### Passage provided ###

I was 15 when I started my longest running fic, a Gravitation series I used to help work through some angst about my sexuality and gender and more importantly helped continue to hone in who I would become as a writer. Unreliable narrators, first person limited, lots of commentary from your main character and occasionally out of character behaviors but always rationalized and rooted with the canon lore of the series. This was also when I started writing to music, letting the beat and rhythm of each song carry my fingers along and focus the many noises in my already-filled brain. I’m listening to music now as I write this piece. I kept writing fanfic well through highschool, even writing some original fiction and taking commissions for pieces from friends where I was paid in favors, clout or money to write them a few chapters or scenes with a character they were particularly fond of with a character of their choosing either canon and original. I liked providing that for others, giving them an outlet, too, as I had given myself.
When I graduated highschool, I gave up a lot of my anime and manga, assuming that I would grow out of this “phase” that had occupied nearly a decade of my life by then as my aunts had hoped. I didn’t. Within a year, I was back to writing and added roleplay to the mix. I thrived in large roleplay forums and with many partners in many series with OCs perfectly tailored for every situation. Again, this taught me a new skill: completing actions. RPs were based on making sure actions were closed and completed; if you left a door open within the RP, that open space could be used by anyone. You’ll notice that in my fiction that anytime a door is opened, someone closes it; if a product is brought into the scene, it is set down somewhere solid, rooms have depth and proportion and items because rooms aren’t blank slates and to this day I still draw out room layouts and home layouts for various works.
I had a dedicated RP partner when I was in my third year of college; she was the most formative to my works and my continued dive into fanfiction. She was my muse, my everything. She helped me grow as a writer by giving me a challenge, something I rarely felt like I had. Not that I ever thought my skill was that grand but she was really someone who could keep up with me and could match my energy levels in a way that I could have only ever dreamed of. She continues to be my partner and I am grateful for that.
I continued to roleplay and that kept me satiated as far as fiction came but it was when my then-girlfriend began to grow interested in my work that I returned to fanfic: picking up my Gravitation series as it was a series that helped bring us together. I would write mostly for her, because of her and at her behest and encouragement. I had a captive audience of one and it was more than enough motivation for me to continue to write. That strategy worked out perfectly until she broke my heart and left me.
I lost my will to write. I lost my Raison d’être and I couldn’t stomach looking at my work again. While during that time I had another RP partner who kept me entertained from time to time, it was a time I mostly focused on non-fiction and getting this humble little blog up and running. My schedule then didn’t leave me with much time to think about fiction and my day job that also had me writing plenty didn’t leave me with the needed creativity once I returned home from work to want to write much else.
It was in my late 20s that I decided that I was going to finish my Gravitation series mostly out of spite. I was tired of looking at the unfinished document and tired of feeling sorry for myself and my broken heart: I kept writing, sometimes manically and for hours on end late at night sitting on my bed in my shitty one-room apartment. I finished the series and was triumphant and elated; celebratory in a room to my own and then promptly began working on the sequel knowing that it was unlikely anyone else would see this work ever again. It was too personal, too old, too problematic and too close to my heart to share with others. It was my dirty little secret to be buried with me in death and rot with me for an eternity.

### Items ###

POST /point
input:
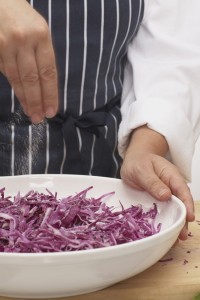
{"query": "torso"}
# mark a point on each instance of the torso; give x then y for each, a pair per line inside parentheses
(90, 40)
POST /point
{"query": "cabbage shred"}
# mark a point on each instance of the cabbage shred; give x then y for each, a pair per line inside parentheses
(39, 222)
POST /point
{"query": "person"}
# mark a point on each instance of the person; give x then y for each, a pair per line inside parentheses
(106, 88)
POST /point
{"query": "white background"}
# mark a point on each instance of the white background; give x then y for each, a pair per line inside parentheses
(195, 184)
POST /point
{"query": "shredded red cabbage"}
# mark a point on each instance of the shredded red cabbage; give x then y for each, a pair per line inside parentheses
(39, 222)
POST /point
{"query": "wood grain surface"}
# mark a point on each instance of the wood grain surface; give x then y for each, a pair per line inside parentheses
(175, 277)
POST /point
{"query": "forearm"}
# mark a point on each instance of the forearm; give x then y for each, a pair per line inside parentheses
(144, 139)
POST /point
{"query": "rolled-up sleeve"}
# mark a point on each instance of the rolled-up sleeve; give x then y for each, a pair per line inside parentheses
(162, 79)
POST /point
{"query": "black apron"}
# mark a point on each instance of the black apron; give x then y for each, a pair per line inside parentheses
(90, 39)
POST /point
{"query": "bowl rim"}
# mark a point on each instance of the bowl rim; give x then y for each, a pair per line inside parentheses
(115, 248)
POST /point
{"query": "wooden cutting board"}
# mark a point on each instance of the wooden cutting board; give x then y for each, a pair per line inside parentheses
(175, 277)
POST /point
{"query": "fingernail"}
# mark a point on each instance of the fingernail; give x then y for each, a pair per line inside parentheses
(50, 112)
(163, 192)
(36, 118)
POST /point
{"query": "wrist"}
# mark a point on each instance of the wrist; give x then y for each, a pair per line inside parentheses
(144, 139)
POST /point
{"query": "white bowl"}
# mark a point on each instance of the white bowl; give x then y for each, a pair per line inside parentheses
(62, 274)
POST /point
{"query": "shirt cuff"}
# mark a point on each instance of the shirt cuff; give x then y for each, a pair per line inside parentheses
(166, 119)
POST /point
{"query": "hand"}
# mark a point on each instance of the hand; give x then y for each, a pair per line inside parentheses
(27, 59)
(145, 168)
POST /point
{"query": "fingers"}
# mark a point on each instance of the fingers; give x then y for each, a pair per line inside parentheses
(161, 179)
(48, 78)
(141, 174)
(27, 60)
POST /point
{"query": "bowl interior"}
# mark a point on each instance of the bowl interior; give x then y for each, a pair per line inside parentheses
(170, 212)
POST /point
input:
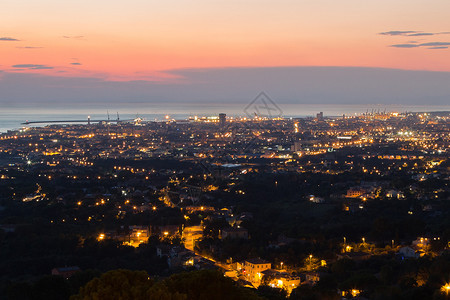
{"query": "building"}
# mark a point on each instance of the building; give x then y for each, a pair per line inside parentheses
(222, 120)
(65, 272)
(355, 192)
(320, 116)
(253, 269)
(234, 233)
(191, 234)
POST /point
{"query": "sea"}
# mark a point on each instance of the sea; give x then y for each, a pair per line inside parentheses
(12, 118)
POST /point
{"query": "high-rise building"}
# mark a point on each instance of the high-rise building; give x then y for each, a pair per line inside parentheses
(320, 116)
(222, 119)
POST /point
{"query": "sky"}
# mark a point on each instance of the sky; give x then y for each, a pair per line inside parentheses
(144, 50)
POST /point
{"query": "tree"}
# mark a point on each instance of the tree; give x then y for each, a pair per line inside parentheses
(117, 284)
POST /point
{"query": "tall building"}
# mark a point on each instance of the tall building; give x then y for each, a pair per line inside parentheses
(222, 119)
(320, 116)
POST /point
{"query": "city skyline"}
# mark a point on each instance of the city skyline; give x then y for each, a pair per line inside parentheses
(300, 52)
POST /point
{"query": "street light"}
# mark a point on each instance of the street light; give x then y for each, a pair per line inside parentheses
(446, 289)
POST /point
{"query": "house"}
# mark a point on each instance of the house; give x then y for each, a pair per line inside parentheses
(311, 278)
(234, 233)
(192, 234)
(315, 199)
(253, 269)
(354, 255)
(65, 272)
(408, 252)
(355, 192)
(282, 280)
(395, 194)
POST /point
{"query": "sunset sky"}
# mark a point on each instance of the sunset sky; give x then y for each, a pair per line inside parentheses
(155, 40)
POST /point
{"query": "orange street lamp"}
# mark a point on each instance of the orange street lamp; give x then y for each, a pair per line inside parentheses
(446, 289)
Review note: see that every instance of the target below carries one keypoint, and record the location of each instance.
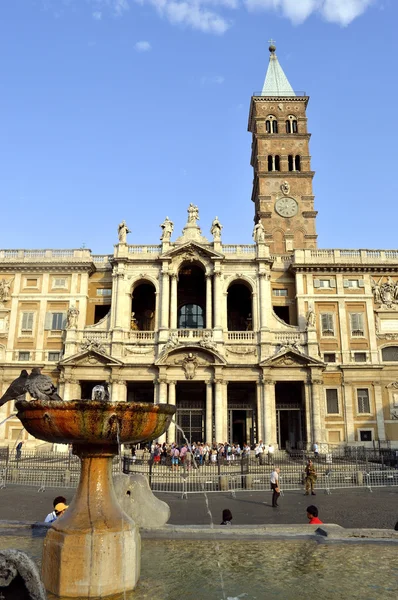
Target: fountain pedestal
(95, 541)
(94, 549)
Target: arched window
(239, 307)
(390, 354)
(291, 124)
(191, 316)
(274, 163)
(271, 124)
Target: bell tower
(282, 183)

###
### Items ###

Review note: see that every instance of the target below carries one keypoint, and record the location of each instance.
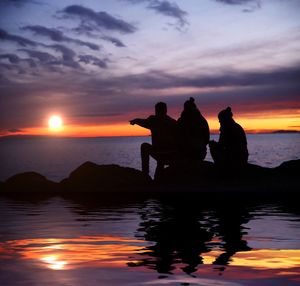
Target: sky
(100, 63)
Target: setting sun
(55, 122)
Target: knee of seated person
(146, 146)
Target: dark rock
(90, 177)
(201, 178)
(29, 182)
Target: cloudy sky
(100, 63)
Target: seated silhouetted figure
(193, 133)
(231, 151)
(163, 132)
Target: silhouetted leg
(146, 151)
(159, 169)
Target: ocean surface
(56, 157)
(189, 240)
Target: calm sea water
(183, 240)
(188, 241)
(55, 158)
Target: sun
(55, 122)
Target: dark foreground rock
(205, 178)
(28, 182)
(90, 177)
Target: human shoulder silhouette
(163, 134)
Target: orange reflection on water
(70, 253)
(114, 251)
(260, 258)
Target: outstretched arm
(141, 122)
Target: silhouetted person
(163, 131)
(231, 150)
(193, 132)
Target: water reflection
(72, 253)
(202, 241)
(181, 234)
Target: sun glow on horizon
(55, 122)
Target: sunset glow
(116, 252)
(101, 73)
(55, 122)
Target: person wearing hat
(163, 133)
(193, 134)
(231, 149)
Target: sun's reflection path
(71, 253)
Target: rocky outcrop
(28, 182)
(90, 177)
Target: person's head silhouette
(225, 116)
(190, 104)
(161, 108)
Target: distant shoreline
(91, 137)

###

** Problem set **
(a) What new skill does the essay on writing fanfiction say roleplay taught its writer?
(b) Pull out every line of the entries that contains the string "hand".

** Complete answers **
(a) Completing actions.

(b)
{"query": "hand"}
# mark a point on each instance of the hand; give x then y for each, a pair per line inside parentheses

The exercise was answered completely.